Repeat each entry in full, exactly.

**Exercise data:**
━━━━━━━━━━

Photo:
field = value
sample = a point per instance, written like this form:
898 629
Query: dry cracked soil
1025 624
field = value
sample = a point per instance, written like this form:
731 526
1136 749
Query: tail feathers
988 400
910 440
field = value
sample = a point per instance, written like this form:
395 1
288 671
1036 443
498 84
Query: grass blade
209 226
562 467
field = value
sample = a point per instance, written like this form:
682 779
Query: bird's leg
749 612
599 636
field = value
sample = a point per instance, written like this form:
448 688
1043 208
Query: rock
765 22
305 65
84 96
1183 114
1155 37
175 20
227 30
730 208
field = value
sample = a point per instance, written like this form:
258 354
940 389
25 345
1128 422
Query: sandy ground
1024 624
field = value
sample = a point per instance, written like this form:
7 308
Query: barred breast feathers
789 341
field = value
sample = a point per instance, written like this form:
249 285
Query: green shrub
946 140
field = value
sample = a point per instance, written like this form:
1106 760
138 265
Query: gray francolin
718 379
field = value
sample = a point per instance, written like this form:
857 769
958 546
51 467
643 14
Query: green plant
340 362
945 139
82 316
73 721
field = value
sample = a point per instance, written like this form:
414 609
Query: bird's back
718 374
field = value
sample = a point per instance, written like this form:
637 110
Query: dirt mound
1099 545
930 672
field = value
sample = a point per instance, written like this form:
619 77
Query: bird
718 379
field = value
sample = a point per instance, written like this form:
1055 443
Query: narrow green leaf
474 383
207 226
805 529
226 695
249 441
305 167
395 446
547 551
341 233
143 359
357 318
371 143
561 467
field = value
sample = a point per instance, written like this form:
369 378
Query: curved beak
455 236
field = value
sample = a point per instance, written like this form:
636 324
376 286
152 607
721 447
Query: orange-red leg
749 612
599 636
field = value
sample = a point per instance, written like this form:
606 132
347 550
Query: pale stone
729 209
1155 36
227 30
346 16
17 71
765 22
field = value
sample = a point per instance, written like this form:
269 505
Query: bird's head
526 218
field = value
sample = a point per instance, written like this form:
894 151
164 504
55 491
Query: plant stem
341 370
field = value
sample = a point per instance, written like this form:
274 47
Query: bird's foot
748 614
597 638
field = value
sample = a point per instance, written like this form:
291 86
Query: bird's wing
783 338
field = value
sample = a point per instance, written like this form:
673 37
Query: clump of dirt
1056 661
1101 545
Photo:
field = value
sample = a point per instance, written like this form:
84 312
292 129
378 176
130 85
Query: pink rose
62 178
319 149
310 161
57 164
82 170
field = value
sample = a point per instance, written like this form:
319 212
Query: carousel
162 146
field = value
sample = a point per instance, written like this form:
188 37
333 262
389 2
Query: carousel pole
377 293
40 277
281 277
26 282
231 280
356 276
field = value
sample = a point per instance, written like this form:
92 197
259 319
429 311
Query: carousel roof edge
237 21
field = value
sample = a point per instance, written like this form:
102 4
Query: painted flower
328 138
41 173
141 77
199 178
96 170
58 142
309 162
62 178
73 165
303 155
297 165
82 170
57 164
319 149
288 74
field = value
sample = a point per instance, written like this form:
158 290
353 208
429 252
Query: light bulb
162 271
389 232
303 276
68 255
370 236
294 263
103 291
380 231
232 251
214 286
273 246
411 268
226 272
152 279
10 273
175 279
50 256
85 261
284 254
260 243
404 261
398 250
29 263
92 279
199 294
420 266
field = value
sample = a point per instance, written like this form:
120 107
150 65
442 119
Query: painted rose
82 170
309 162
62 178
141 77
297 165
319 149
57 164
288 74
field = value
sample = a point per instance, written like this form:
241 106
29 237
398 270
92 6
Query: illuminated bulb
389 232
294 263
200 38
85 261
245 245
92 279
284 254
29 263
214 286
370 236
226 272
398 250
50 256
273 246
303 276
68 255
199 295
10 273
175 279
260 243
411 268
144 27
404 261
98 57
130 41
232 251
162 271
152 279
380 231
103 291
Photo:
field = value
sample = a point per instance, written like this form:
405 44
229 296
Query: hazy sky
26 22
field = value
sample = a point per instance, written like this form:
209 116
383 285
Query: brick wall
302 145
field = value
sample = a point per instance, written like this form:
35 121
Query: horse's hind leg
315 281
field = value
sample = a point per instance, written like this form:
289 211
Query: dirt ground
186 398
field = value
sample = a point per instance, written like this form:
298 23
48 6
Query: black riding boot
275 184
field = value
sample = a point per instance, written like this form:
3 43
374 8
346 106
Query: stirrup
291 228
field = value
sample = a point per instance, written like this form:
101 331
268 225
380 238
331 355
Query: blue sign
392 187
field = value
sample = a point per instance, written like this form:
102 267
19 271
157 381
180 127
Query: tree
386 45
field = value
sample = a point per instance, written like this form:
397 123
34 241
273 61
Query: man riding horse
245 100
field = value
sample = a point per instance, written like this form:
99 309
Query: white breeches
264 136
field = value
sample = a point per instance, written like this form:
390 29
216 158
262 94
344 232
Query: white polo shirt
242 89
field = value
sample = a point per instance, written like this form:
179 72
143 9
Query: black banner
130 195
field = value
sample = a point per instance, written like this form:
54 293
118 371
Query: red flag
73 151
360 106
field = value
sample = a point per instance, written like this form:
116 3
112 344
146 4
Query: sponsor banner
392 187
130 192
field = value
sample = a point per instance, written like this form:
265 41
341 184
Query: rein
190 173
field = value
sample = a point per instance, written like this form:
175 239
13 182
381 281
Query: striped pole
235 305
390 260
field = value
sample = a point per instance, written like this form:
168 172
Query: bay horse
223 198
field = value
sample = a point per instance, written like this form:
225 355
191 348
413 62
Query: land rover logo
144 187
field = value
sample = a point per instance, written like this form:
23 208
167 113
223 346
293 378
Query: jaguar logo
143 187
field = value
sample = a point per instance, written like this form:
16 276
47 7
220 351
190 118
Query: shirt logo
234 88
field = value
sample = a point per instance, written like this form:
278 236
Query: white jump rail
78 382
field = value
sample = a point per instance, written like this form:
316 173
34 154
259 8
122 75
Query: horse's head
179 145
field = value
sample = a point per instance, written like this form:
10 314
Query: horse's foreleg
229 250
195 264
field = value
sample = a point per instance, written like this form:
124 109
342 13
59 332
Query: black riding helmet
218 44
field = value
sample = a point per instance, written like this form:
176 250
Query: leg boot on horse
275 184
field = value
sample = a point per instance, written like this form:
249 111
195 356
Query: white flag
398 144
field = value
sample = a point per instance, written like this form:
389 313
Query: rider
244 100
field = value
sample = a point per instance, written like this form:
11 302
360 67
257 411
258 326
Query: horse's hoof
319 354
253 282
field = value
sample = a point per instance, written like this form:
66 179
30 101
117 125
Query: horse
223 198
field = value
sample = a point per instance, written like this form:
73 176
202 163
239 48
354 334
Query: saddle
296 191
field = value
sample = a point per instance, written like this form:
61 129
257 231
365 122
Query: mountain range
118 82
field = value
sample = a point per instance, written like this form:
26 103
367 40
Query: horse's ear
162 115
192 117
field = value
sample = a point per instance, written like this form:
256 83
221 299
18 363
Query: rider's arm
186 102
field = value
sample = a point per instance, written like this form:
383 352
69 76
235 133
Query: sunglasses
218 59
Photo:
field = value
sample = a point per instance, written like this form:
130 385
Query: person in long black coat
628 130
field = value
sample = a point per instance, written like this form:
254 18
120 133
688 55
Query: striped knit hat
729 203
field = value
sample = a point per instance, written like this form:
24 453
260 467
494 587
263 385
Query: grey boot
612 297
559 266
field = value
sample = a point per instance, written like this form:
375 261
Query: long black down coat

━━━━━━━━━━

**Output of the task:**
Photo:
field = value
sample = a point per instance, written like this form:
898 629
Query: dry cracked soil
1025 624
field = value
sample = a point per instance, written like this form:
731 526
1136 749
Query: tail feathers
988 400
910 440
field = value
sample = a point per instance, written like this form:
395 1
288 671
1036 443
498 84
Query: grass blade
209 226
562 467
field = value
sample = a point per instance, written like this form:
682 779
Query: bird's leg
749 612
599 636
field = value
sample = a point per instance, written like this form:
448 688
1043 208
Query: rock
765 22
305 65
84 96
1183 114
1155 37
175 20
227 30
730 208
field = value
sample = a point per instance, written like this form:
258 354
940 389
25 345
1128 422
Query: sandy ground
1024 624
field = value
sample = a point per instance, written like this form:
7 308
Query: barred breast feathers
789 341
field = value
sample = a point per instance, written like this form:
249 285
Query: green shrub
946 140
field = value
sample = a point per instance, written like this form:
1106 760
138 265
Query: gray francolin
718 379
field = value
sample = a point per instance, written like this form:
857 769
958 546
51 467
643 14
Query: green plant
340 362
945 139
82 316
73 721
field = value
sample = a point per instance, written like this form:
414 609
Query: bird's back
718 374
field = value
sample = a point per instance, written like this form:
637 110
Query: dirt mound
1099 545
930 672
field = value
sample = a point per instance, written like this form:
619 77
Query: bird
718 379
field = value
sample = a point per instance, written like this form:
1055 443
Query: narrow green leaf
474 383
207 226
805 529
226 695
249 441
305 167
395 446
547 551
341 233
143 359
357 318
371 143
561 467
field = value
sample = a point per instance, written like this form:
369 378
Query: curved beak
455 236
field = value
sample = a point per instance, written like this form:
636 324
376 286
152 607
721 447
Query: orange-red leg
749 612
599 636
field = value
sample = a point per instance, written like this form:
606 132
347 550
Query: pale stone
729 209
1155 36
227 30
346 16
17 71
765 22
field = value
sample = a point per instance, written like this form:
269 505
Query: bird's head
526 218
field = value
sample = a point per instance, written like this form:
894 151
164 504
55 491
Query: plant stem
341 370
field = value
sample = a point per instance, written like this form:
274 47
Query: bird's foot
748 614
597 638
field = value
sample = a point per instance, written like this form:
291 86
Query: bird's wing
783 338
field = value
sample = a point per instance, written like this form:
673 37
Query: clump of dirt
1056 661
1101 545
Photo:
field = value
sample = a point per instance, written like this form:
84 312
292 129
378 176
130 85
Query: pink rose
62 178
319 149
310 161
57 164
82 170
field = value
sample = a point per instance, written like this form:
319 212
Query: carousel
162 146
field = value
sample = a point per instance, written like this form:
188 37
333 262
389 2
Query: carousel pole
377 293
40 277
281 277
26 282
231 280
356 276
field = value
sample = a point per instance, written like this form:
92 197
259 319
429 311
Query: carousel roof edge
237 21
field = value
sample = a point per instance, written like this form:
102 4
Query: painted flower
328 138
41 173
141 77
199 178
96 170
58 142
309 162
62 178
73 165
303 155
297 165
82 170
57 164
319 149
288 74
field = value
sample = a point per instance, written like this form:
158 290
353 208
429 252
Query: light bulb
162 271
389 232
303 276
68 255
370 236
294 263
103 291
380 231
232 251
214 286
273 246
411 268
226 272
152 279
10 273
175 279
50 256
85 261
284 254
260 243
404 261
398 250
29 263
92 279
199 294
420 266
field = value
sample = a point per instance, written like this form:
120 107
150 65
442 119
Query: painted rose
82 170
309 162
62 178
141 77
297 165
319 149
57 164
288 74
field = value
sample = a point per instance, written like this form:
241 106
29 237
398 270
92 6
Query: illuminated bulb
389 232
294 263
200 38
85 261
245 245
92 279
284 254
29 263
214 286
370 236
226 272
398 250
50 256
273 246
303 276
68 255
199 295
10 273
175 279
260 243
411 268
144 27
404 261
98 57
130 41
232 251
162 271
152 279
380 231
103 291
Photo:
field = value
sample = a point per instance, written like this form:
405 44
229 296
Query: hazy sky
26 22
field = value
sample = a point per instance, written like this form:
209 116
383 285
Query: brick wall
302 145
field = value
sample = a point per instance, written like this form:
35 121
Query: horse's hind leg
315 281
field = value
sample = a point per instance, written like this form:
289 211
Query: dirt ground
186 398
field = value
sample = a point per instance, written like this form:
298 23
48 6
Query: black riding boot
275 184
field = value
sample = a point per instance, written like this form:
3 43
374 8
346 106
Query: stirrup
291 228
field = value
sample = a point per instance, written like this form:
101 331
268 225
380 238
331 355
Query: blue sign
392 187
field = value
sample = a point per instance, written like this form:
102 267
19 271
157 381
180 127
Query: tree
386 45
field = value
sample = a point per instance, written like this form:
397 123
34 241
273 61
Query: man riding horse
245 100
field = value
sample = a point per instance, written like this form:
99 309
Query: white breeches
264 136
field = value
sample = a point per instance, written like this form:
390 29
216 158
262 94
344 232
Query: white polo shirt
242 89
field = value
sample = a point per instance, written like this form:
179 72
143 9
Query: black banner
130 195
field = value
sample = a point per instance, written like this form:
54 293
118 371
Query: red flag
73 151
360 106
field = value
sample = a point per instance, written like this form:
116 3
112 344
146 4
Query: sponsor banner
392 187
130 192
field = value
sample = a point per instance, written like this form:
265 41
341 184
Query: rein
190 173
field = value
sample = a point per instance, written like this form:
175 239
13 182
381 281
Query: striped pole
235 305
390 260
field = value
sample = a point per instance, written like this form:
168 172
Query: bay horse
223 198
field = value
sample = a point per instance, written like this form:
225 355
191 348
413 62
Query: land rover logo
144 187
field = value
sample = a point per instance, written like this form:
23 208
167 113
223 346
293 378
Query: jaguar logo
143 187
field = value
sample = a point per instance, written like this form:
16 276
47 7
220 351
190 118
Query: shirt logo
234 88
field = value
sample = a point per instance, written like this form:
278 236
Query: white jump rail
78 382
field = value
sample = a point per instance, written like this form:
316 173
34 154
259 8
122 75
Query: horse's head
179 145
field = value
sample = a point per instance, written like this form:
10 314
Query: horse's foreleg
229 250
195 264
field = value
sample = a point per instance, written like this form:
124 109
342 13
59 332
Query: black riding helmet
218 44
field = value
sample = a point per instance, written like this form:
176 250
Query: leg boot on horse
275 184
field = value
sample = a point per instance, written like this form:
249 111
195 356
Query: white flag
398 144
field = value
sample = a point per instance, written like this form:
389 313
Query: rider
244 100
field = value
sample = a point per instance, written like this form:
11 302
360 67
257 411
258 326
Query: horse's hoof
319 354
253 282
field = value
sample = a point per instance, written like this form:
66 179
30 101
117 125
Query: horse
223 198
field = value
sample = a point per instance, written like this form:
73 176
202 163
239 48
354 334
Query: saddle
296 191
field = value
sample = a point per instance, written like this form:
61 129
257 231
365 122
Query: mountain range
118 82
field = value
sample = a point per instance, written like this form:
26 103
367 40
Query: horse's ear
162 115
192 117
field = value
sample = a point per instance, written like this form:
256 83
221 299
18 363
Query: rider's arm
186 102
field = value
sample = a point per instance, written like this form:
383 352
69 76
235 133
Query: sunglasses
218 59
Photo:
field = value
sample = a point per instance, written like this form:
130 385
Query: person in long black coat
628 130
field = value
sample = a point per instance, written like this form:
254 18
120 133
688 55
Query: striped knit hat
729 203
field = value
sample = a point per instance, written like this form:
24 453
260 467
494 587
263 385
Query: grey boot
612 297
559 266
field = value
sample = a point per instance, written like this form:
375 261
Query: long black down coat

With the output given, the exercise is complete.